WHAT YOU ARE ASKED TO DO: In the items below, render the stretch from the line containing "Each <instance> block" through the line containing "box: [2, 9, 593, 593]" as a numbered list, omitting any blank lines.

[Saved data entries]
++++++++

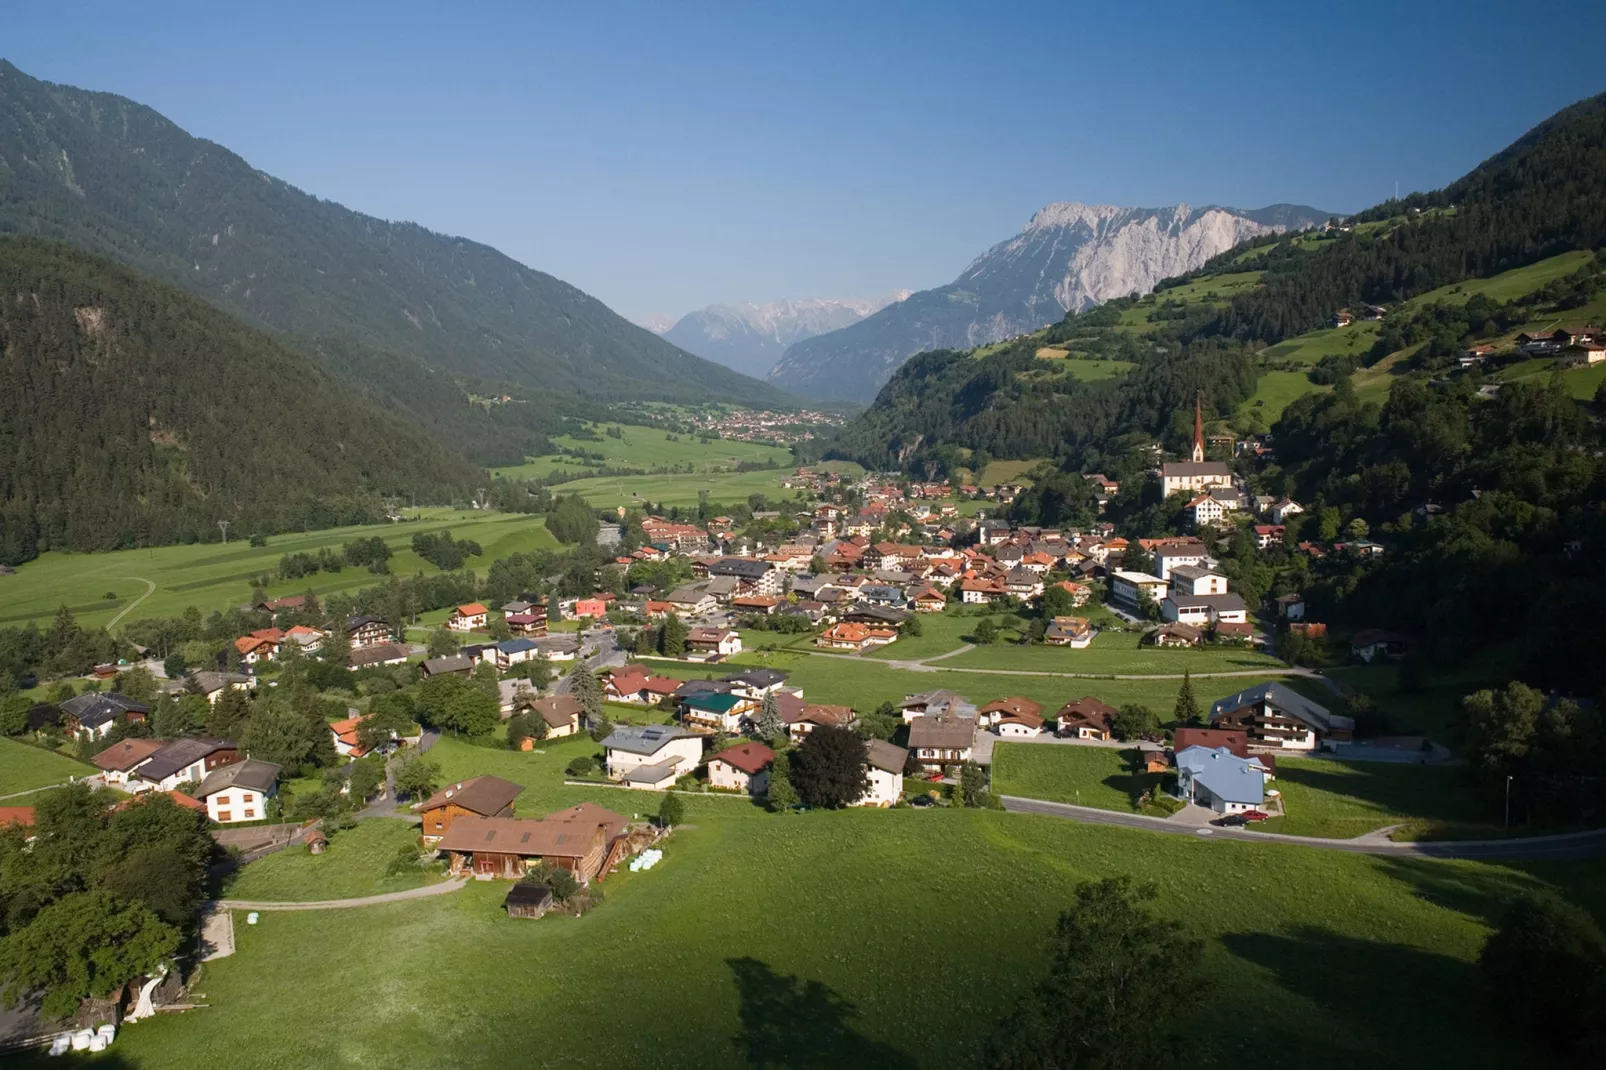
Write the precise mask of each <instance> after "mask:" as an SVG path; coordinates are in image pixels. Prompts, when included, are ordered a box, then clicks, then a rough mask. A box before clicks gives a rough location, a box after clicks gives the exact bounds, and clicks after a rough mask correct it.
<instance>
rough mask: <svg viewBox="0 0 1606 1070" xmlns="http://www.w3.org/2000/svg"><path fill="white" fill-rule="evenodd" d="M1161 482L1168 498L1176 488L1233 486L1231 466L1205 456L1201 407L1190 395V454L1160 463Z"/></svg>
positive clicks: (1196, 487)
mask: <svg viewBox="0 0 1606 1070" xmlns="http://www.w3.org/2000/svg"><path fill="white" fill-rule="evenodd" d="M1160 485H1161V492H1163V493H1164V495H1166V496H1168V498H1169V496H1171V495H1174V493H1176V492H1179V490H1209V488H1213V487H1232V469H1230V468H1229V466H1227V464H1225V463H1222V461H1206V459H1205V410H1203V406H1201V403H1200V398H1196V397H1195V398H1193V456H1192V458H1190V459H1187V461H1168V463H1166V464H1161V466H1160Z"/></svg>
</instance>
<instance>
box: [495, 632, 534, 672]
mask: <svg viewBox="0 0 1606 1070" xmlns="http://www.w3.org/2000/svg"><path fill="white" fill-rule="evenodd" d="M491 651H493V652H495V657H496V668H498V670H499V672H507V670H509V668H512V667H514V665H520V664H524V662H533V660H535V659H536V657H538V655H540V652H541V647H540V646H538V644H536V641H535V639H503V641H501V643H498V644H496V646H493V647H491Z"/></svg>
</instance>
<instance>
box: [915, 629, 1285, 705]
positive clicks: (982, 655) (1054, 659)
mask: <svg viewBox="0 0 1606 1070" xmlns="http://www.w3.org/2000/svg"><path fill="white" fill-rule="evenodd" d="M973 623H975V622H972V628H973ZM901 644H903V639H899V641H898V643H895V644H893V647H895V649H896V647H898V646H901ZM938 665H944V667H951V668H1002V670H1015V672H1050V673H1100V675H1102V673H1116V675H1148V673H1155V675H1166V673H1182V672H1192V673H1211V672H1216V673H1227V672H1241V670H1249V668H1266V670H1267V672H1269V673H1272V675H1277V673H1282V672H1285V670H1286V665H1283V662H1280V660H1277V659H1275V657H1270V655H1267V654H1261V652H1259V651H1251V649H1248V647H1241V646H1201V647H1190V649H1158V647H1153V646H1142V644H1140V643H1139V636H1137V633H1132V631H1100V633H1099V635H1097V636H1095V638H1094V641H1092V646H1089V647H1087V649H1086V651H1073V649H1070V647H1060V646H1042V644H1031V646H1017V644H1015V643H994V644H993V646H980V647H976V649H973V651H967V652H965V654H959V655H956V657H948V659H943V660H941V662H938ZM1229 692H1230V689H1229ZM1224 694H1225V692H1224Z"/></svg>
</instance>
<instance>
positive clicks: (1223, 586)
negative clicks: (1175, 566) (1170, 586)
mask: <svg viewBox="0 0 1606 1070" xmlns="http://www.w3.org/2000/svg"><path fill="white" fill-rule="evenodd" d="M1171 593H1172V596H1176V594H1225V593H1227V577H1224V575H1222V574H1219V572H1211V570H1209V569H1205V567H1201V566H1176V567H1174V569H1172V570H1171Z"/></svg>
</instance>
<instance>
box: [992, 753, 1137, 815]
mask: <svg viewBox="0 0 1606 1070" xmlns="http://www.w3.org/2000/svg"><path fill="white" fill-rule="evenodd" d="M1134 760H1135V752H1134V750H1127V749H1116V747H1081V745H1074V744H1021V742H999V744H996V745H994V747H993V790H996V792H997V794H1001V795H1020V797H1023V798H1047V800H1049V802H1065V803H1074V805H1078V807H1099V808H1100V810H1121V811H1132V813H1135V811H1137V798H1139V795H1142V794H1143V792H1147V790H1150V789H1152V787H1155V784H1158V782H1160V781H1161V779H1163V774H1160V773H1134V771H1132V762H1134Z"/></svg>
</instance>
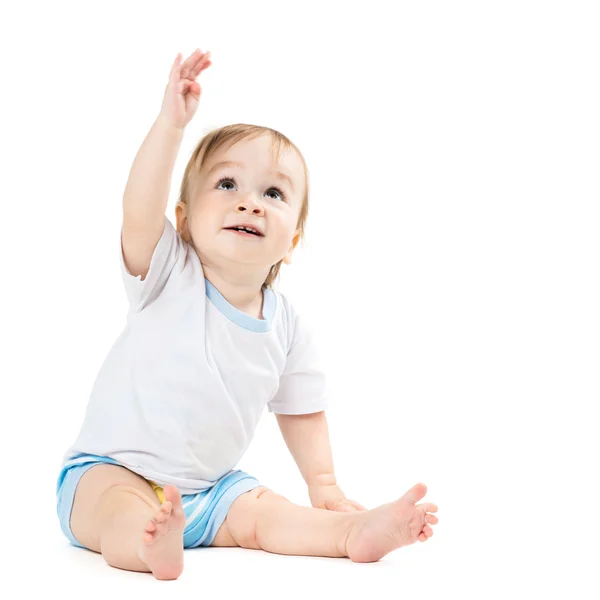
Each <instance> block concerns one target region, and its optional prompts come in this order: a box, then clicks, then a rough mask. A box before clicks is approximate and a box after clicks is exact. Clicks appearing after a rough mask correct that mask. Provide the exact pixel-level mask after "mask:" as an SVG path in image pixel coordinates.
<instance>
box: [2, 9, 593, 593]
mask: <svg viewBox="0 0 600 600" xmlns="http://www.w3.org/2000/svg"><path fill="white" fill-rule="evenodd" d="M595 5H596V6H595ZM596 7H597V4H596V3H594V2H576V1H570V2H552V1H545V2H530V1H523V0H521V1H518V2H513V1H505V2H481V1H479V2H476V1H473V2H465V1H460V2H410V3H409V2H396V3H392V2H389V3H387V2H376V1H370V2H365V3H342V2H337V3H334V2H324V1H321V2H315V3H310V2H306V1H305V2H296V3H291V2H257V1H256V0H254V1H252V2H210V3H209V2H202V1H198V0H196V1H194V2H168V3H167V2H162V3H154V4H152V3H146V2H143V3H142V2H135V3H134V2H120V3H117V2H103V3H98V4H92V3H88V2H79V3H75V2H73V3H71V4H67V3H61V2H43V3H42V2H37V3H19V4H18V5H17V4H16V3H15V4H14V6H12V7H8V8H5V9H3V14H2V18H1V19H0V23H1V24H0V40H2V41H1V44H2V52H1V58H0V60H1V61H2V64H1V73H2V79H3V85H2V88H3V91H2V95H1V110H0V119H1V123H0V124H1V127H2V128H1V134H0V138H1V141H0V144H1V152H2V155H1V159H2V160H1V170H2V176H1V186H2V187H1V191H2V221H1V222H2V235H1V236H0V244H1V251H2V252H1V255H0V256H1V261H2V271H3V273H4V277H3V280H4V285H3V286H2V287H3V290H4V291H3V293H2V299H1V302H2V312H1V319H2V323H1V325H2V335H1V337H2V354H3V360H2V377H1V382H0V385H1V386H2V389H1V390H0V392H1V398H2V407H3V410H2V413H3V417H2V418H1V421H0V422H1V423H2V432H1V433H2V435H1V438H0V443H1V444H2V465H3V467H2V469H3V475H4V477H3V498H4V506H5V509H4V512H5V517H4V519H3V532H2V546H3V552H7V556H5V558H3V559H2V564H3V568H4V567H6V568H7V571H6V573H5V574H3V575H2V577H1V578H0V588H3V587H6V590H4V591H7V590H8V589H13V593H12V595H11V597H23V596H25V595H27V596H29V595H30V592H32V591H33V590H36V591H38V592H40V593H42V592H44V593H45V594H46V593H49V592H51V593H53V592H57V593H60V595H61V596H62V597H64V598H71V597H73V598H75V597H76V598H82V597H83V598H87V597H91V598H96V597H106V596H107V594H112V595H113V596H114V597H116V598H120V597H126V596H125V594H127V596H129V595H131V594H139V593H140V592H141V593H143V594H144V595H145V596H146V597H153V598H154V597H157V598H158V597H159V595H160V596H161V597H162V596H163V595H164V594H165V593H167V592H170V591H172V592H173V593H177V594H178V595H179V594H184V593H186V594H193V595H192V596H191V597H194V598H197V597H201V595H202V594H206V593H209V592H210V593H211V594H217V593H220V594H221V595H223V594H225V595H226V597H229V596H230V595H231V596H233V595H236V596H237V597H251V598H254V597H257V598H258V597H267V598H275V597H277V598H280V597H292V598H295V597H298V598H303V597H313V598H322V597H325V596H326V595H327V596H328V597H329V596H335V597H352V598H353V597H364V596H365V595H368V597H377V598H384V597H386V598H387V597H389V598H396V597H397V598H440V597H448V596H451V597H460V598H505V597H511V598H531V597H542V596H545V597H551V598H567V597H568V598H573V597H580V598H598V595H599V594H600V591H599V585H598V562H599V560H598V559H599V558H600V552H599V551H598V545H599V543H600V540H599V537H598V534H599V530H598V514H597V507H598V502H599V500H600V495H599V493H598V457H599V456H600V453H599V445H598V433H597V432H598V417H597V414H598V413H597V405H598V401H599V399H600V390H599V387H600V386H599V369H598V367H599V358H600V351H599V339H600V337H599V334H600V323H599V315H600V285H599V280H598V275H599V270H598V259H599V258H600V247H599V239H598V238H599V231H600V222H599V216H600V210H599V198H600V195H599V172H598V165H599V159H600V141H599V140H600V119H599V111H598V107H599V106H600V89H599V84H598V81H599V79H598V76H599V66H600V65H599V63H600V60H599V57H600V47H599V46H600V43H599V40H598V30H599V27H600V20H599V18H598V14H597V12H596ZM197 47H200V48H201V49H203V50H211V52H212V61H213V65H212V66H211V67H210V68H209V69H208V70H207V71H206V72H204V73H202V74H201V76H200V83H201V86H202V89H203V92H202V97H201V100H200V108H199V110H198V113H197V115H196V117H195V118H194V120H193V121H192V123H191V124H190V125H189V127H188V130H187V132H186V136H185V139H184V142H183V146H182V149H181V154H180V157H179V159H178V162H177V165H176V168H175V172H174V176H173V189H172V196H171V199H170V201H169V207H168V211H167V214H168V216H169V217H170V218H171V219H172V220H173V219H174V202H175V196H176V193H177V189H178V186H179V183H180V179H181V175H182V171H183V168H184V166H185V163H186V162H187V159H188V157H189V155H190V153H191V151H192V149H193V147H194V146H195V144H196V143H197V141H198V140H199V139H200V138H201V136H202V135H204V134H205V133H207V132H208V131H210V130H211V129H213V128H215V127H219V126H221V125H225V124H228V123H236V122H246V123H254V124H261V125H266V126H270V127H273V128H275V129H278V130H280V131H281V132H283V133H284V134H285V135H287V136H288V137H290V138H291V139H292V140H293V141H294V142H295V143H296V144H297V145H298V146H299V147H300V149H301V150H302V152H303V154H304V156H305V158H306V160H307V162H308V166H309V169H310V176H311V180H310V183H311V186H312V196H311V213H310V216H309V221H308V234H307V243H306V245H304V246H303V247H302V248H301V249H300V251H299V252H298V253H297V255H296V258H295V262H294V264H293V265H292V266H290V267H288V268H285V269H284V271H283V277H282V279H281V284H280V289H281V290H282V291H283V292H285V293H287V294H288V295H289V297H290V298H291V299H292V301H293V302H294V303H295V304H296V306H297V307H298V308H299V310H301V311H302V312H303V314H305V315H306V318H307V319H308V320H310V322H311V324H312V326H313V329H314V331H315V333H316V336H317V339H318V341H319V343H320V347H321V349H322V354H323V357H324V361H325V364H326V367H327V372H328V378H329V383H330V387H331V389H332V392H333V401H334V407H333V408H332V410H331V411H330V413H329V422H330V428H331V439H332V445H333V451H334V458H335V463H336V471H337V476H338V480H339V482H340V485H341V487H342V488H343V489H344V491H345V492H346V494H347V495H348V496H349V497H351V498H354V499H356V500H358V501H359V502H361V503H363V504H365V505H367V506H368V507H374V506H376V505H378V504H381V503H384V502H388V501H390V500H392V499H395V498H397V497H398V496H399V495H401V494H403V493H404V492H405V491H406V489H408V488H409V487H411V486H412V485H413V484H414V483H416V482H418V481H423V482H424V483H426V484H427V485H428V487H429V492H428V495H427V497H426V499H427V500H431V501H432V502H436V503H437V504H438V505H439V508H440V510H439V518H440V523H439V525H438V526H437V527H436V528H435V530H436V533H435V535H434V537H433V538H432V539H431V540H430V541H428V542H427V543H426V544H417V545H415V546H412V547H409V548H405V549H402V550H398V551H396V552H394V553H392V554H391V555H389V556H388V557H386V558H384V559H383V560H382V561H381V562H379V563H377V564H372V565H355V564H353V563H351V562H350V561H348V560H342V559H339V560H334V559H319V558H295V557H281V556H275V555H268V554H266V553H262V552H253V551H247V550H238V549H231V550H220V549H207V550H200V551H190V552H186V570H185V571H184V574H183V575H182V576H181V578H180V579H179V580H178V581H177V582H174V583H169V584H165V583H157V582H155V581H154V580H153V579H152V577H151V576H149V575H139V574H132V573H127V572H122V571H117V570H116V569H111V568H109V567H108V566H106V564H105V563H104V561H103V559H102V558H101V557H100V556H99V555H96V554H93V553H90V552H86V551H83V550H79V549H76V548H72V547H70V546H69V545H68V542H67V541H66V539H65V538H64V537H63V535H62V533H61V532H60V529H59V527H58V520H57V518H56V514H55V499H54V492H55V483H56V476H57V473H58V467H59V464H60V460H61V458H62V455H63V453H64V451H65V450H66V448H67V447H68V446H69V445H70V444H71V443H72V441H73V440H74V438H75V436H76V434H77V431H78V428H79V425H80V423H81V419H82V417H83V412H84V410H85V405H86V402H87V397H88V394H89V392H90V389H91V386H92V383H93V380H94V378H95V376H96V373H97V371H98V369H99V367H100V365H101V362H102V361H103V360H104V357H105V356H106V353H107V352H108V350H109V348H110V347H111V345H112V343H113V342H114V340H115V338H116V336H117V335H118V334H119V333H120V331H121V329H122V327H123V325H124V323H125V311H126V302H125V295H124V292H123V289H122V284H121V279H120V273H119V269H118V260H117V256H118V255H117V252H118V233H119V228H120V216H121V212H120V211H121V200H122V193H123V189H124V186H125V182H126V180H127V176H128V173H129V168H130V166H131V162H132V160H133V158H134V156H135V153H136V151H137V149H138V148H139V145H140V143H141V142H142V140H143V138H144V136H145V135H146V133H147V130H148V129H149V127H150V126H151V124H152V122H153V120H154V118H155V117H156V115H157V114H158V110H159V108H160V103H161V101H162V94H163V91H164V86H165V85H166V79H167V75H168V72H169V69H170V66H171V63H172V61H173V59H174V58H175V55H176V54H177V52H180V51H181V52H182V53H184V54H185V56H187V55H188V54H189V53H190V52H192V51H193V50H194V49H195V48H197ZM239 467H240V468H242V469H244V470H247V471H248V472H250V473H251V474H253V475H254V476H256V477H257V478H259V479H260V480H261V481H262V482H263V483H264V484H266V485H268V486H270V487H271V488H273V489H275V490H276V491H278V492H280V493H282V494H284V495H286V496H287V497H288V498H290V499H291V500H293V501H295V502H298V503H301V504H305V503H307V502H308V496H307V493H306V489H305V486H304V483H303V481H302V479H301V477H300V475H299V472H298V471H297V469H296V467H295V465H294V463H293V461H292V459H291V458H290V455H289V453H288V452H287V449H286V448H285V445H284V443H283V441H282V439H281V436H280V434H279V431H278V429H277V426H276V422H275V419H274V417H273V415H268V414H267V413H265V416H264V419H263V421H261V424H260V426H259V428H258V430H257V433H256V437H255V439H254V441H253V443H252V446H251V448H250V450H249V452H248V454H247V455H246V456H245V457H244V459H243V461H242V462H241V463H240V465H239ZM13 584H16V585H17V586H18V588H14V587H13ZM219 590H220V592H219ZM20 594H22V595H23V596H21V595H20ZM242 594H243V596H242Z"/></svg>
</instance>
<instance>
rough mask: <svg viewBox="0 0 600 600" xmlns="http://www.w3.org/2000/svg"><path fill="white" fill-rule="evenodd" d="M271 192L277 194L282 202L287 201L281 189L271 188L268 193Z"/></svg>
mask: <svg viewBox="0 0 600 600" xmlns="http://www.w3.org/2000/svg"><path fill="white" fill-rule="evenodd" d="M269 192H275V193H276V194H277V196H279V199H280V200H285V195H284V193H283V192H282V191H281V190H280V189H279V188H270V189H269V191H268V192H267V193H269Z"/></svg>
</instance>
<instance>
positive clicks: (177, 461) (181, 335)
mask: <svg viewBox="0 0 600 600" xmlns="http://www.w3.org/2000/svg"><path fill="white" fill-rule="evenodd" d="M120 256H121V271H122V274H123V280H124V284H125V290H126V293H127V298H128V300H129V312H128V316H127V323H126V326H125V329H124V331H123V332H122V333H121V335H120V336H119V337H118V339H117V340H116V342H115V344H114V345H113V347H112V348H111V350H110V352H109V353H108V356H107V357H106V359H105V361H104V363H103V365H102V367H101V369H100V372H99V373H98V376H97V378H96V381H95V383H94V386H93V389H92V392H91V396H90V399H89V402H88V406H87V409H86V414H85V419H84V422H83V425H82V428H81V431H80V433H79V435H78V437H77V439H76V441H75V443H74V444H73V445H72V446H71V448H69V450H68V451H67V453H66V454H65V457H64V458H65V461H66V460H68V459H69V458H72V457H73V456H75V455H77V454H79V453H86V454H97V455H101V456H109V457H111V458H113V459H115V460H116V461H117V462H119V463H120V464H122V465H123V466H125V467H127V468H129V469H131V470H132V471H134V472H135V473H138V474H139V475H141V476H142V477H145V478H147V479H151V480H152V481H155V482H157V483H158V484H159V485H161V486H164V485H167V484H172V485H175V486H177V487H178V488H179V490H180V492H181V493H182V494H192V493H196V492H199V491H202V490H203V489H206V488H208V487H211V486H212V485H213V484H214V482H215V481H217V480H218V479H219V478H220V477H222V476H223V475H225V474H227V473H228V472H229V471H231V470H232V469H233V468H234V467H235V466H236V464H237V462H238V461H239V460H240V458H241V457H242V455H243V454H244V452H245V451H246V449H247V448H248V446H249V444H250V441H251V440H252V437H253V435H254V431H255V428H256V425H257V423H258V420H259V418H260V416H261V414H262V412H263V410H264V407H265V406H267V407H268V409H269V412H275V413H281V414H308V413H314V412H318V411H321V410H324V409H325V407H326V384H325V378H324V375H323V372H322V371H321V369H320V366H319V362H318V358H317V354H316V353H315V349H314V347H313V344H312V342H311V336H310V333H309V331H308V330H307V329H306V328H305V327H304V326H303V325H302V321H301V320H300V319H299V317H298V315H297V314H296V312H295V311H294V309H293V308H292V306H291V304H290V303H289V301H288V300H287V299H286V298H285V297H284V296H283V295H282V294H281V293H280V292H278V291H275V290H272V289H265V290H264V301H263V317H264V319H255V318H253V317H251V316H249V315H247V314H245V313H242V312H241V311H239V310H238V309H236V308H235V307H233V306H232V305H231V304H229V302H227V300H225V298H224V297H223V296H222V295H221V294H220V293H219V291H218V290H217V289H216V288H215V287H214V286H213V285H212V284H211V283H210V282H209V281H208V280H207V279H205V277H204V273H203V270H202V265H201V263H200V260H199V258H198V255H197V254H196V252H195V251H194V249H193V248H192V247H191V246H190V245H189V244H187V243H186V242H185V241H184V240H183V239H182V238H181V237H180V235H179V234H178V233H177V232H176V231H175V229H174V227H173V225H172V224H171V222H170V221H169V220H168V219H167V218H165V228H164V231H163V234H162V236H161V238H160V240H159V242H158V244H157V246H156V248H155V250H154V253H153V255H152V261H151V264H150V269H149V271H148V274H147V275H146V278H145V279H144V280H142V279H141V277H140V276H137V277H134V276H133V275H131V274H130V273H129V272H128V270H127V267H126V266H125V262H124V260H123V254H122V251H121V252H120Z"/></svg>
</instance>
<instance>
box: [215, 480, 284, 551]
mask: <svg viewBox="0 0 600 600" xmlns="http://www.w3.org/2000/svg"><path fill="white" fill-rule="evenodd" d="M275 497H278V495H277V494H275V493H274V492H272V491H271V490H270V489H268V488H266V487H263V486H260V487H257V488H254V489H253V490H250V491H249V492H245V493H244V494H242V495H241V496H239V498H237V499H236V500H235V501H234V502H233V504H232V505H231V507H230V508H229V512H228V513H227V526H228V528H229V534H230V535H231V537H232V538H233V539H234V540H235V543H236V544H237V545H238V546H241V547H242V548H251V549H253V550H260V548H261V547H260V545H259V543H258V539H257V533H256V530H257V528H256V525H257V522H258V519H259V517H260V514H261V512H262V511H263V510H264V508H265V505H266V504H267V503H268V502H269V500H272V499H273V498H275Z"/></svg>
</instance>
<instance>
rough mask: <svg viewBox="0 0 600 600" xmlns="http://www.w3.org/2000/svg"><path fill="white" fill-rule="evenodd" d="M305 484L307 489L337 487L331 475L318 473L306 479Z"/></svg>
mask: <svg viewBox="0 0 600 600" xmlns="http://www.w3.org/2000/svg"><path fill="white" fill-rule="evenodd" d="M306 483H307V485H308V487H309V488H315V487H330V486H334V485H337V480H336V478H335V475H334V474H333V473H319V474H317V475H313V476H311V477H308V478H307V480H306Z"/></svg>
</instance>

++++++++

EXERCISE SOLUTION:
1. Each <instance> block concerns one target region, and its optional prompts come in this order: a box, then clicks, then a rough mask. A box before clicks is approximate and a box after clicks is exact. Clicks appearing after a rough mask correct that mask. Provide the exact pixel-level mask after "mask:" as an SVG path in image pixel coordinates.
2. <instance>
3. box: [2, 9, 593, 593]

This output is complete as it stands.